SUPPLIED RECORDS
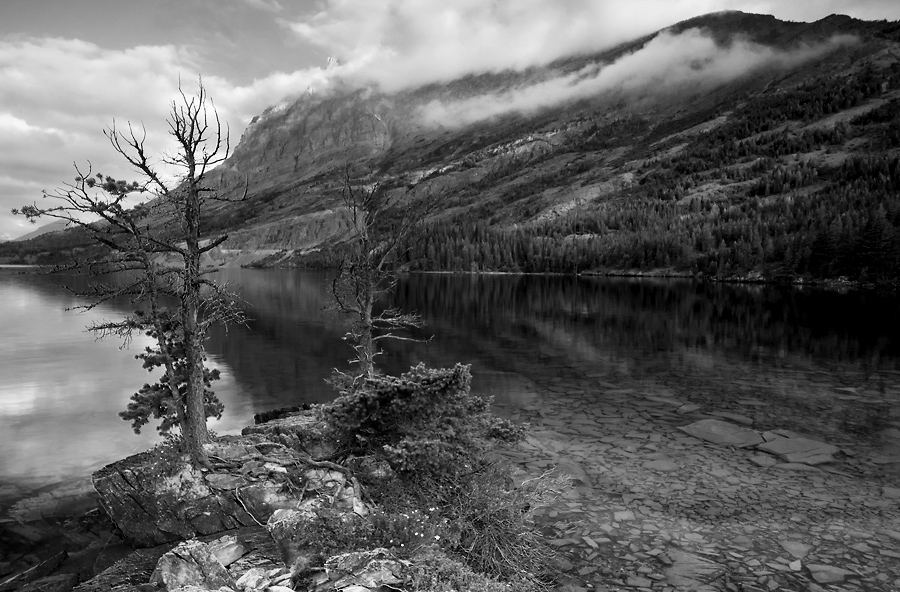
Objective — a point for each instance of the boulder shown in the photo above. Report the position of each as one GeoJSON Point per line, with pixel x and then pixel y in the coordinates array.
{"type": "Point", "coordinates": [191, 563]}
{"type": "Point", "coordinates": [227, 549]}
{"type": "Point", "coordinates": [800, 450]}
{"type": "Point", "coordinates": [153, 505]}
{"type": "Point", "coordinates": [826, 574]}
{"type": "Point", "coordinates": [301, 431]}
{"type": "Point", "coordinates": [722, 432]}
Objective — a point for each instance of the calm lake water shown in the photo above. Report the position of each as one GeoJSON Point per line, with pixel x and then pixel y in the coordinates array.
{"type": "Point", "coordinates": [823, 360]}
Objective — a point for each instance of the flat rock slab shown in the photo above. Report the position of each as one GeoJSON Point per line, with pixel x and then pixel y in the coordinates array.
{"type": "Point", "coordinates": [826, 574]}
{"type": "Point", "coordinates": [735, 417]}
{"type": "Point", "coordinates": [722, 432]}
{"type": "Point", "coordinates": [690, 571]}
{"type": "Point", "coordinates": [797, 549]}
{"type": "Point", "coordinates": [665, 466]}
{"type": "Point", "coordinates": [800, 450]}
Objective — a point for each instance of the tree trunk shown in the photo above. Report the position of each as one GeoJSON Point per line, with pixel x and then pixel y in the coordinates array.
{"type": "Point", "coordinates": [196, 434]}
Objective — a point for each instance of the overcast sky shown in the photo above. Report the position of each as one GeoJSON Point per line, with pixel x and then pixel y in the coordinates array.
{"type": "Point", "coordinates": [68, 67]}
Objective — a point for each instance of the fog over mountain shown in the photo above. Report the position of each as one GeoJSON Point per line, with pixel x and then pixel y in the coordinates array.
{"type": "Point", "coordinates": [728, 145]}
{"type": "Point", "coordinates": [668, 63]}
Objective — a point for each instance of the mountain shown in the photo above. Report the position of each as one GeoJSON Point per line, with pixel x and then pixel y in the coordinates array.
{"type": "Point", "coordinates": [728, 145]}
{"type": "Point", "coordinates": [57, 226]}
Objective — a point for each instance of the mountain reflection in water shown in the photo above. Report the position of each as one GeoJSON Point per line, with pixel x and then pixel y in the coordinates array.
{"type": "Point", "coordinates": [820, 359]}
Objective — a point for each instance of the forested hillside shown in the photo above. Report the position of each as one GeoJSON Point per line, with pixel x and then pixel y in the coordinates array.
{"type": "Point", "coordinates": [788, 169]}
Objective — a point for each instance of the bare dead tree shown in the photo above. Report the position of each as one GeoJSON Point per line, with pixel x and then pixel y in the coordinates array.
{"type": "Point", "coordinates": [138, 239]}
{"type": "Point", "coordinates": [379, 225]}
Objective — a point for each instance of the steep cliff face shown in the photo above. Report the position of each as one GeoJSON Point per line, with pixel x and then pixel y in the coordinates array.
{"type": "Point", "coordinates": [313, 133]}
{"type": "Point", "coordinates": [578, 138]}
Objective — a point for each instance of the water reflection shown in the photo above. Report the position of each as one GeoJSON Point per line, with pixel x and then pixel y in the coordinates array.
{"type": "Point", "coordinates": [793, 350]}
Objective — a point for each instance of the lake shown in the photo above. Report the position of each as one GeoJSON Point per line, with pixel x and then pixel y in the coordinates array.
{"type": "Point", "coordinates": [824, 360]}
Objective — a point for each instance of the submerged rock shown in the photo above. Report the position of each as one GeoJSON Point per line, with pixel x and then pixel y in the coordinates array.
{"type": "Point", "coordinates": [827, 574]}
{"type": "Point", "coordinates": [690, 572]}
{"type": "Point", "coordinates": [722, 432]}
{"type": "Point", "coordinates": [800, 450]}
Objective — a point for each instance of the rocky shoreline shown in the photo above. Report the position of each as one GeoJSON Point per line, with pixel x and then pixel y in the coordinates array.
{"type": "Point", "coordinates": [652, 506]}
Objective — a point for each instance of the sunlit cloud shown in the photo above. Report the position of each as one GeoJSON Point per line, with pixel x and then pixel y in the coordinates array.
{"type": "Point", "coordinates": [60, 94]}
{"type": "Point", "coordinates": [691, 60]}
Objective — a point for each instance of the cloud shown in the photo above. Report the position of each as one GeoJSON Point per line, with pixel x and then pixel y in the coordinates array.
{"type": "Point", "coordinates": [407, 43]}
{"type": "Point", "coordinates": [691, 60]}
{"type": "Point", "coordinates": [60, 94]}
{"type": "Point", "coordinates": [268, 5]}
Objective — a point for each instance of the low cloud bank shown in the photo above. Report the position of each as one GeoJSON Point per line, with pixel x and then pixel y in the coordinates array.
{"type": "Point", "coordinates": [668, 62]}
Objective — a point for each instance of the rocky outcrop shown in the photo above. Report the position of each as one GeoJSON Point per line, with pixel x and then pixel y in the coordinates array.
{"type": "Point", "coordinates": [153, 504]}
{"type": "Point", "coordinates": [191, 563]}
{"type": "Point", "coordinates": [364, 571]}
{"type": "Point", "coordinates": [156, 499]}
{"type": "Point", "coordinates": [300, 431]}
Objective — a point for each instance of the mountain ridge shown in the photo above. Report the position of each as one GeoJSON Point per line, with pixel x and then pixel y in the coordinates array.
{"type": "Point", "coordinates": [588, 137]}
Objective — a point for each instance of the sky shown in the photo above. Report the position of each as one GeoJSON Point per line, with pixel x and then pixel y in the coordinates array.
{"type": "Point", "coordinates": [68, 68]}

GOAL OF THE EXERCISE
Reproduce every item above word for word, leaving out the pictures.

FINISHED ANSWER
Objective — a point for each instance of the boulder shown in the photo above. Report the position of each as one GeoJSON Point per line, with pixel x and then pixel y in the coordinates array.
{"type": "Point", "coordinates": [191, 563]}
{"type": "Point", "coordinates": [227, 549]}
{"type": "Point", "coordinates": [800, 450]}
{"type": "Point", "coordinates": [153, 505]}
{"type": "Point", "coordinates": [826, 574]}
{"type": "Point", "coordinates": [301, 431]}
{"type": "Point", "coordinates": [722, 432]}
Objective — a point for each instance of the calm lake water shown in the photo above. Report the position of each as one GeoJSON Point per line, with pixel x and then pixel y in the coordinates array.
{"type": "Point", "coordinates": [823, 360]}
Objective — a point for each instance of the flat rock slab shown in the photo above. Report the position of each as one GeoJSON Point per line, with pixel x and then pixel y in the coordinates array.
{"type": "Point", "coordinates": [826, 574]}
{"type": "Point", "coordinates": [735, 417]}
{"type": "Point", "coordinates": [722, 432]}
{"type": "Point", "coordinates": [690, 571]}
{"type": "Point", "coordinates": [797, 549]}
{"type": "Point", "coordinates": [665, 466]}
{"type": "Point", "coordinates": [800, 450]}
Objective — a point for each instance of the tree trunk shown in the photo above. Report the position of each as one GeoJSON Point per line, with pixel x and then pixel y in the coordinates array.
{"type": "Point", "coordinates": [196, 434]}
Objective — a point for each instance of the overcast sky shown in the photo above. Report the position of each as one GeoJSON Point per line, with pixel x and then pixel y in the coordinates array.
{"type": "Point", "coordinates": [68, 67]}
Objective — a point for each instance of the fog over mountain shown in the photo above. Report the position of each as one GeoJSON Point per line, with pixel x and then pixel y in the coordinates array.
{"type": "Point", "coordinates": [728, 145]}
{"type": "Point", "coordinates": [668, 63]}
Objective — a point for each instance of the mountain shown in the photo above. Report the position of each as one GeoJSON Point per line, with pixel x and then pixel y in the coordinates array.
{"type": "Point", "coordinates": [728, 145]}
{"type": "Point", "coordinates": [57, 226]}
Objective — a point for each instance of the mountain reflection in water shown in the photo above. Report the position of each as one GeoJSON Point per line, with pixel x and then pixel y in the coordinates array.
{"type": "Point", "coordinates": [820, 359]}
Objective — a point for each instance of the forested hillside shown in the photo above. Report the position of each as one GeoJSON Point per line, with pixel x and then pixel y in the coordinates array.
{"type": "Point", "coordinates": [788, 169]}
Objective — a point for each instance of the bare dead tree shown in the photo above. Report the position of each as one GeoJSON Point per line, with pixel x and then pixel y in the coordinates array.
{"type": "Point", "coordinates": [138, 239]}
{"type": "Point", "coordinates": [379, 225]}
Objective — a point for each instance of the steep cliff face shown in the photo above. Report the position of each as one GeoJSON Point per line, with pixel x and then pixel y in the coordinates array.
{"type": "Point", "coordinates": [313, 133]}
{"type": "Point", "coordinates": [578, 138]}
Objective — a point for each instance of the water reflection shown in the photo above. Report the position of each as one GeoJSON Point per line, with pixel x and then pixel y in the coordinates array.
{"type": "Point", "coordinates": [793, 350]}
Objective — a point for each instance of the lake shown in the photo above. Report the position of each as one GeoJSON Point per line, with pixel x and then pixel y in the coordinates array.
{"type": "Point", "coordinates": [824, 360]}
Objective — a point for each instance of the submerged rock shown in the photo above. Report the position of each as one GeoJSON Point per line, with pixel x and then pixel y in the coordinates array.
{"type": "Point", "coordinates": [827, 574]}
{"type": "Point", "coordinates": [690, 572]}
{"type": "Point", "coordinates": [722, 432]}
{"type": "Point", "coordinates": [800, 450]}
Objective — a point for each instance of the rocky shoreline shown in the photo above. Report the position of each as one GeoJSON Point per line, with pixel x and then pixel y in the coordinates array.
{"type": "Point", "coordinates": [652, 506]}
Objective — a point for each instance of the sunlit cloud shown in the photo above. Report the position of each as one GeoJSON Point per line, with pixel x and then pixel y in the coordinates array.
{"type": "Point", "coordinates": [60, 94]}
{"type": "Point", "coordinates": [691, 60]}
Objective — a point for each instance of the cloud shown in the photo above. Report the position of each as one GeoJSON Point per line, with pixel x and then pixel y in the coordinates array.
{"type": "Point", "coordinates": [407, 43]}
{"type": "Point", "coordinates": [691, 60]}
{"type": "Point", "coordinates": [60, 94]}
{"type": "Point", "coordinates": [268, 5]}
Objective — a point for each instance of the low cloud bank shown in the photo above. Report the position of each as one GeoJSON Point per line, with pixel x and then pixel y in the coordinates array.
{"type": "Point", "coordinates": [668, 62]}
Objective — a point for each instance of the rocky outcrop shown in the photo above. Report the position of each as one GeoJSON Point per line, with pixel x and then pixel y in the coordinates array.
{"type": "Point", "coordinates": [153, 504]}
{"type": "Point", "coordinates": [191, 563]}
{"type": "Point", "coordinates": [364, 571]}
{"type": "Point", "coordinates": [156, 499]}
{"type": "Point", "coordinates": [300, 431]}
Objective — a point for each instance of the mountain ridge shown in the photo above. Report the position of each as one GeoJSON Point per line, with pixel x and then pixel y in the coordinates array.
{"type": "Point", "coordinates": [588, 137]}
Objective — a point for each instance of the sky shown in the photo above. Report the position of each as one GeoJSON Point per line, with pixel x and then pixel y in the coordinates array.
{"type": "Point", "coordinates": [68, 68]}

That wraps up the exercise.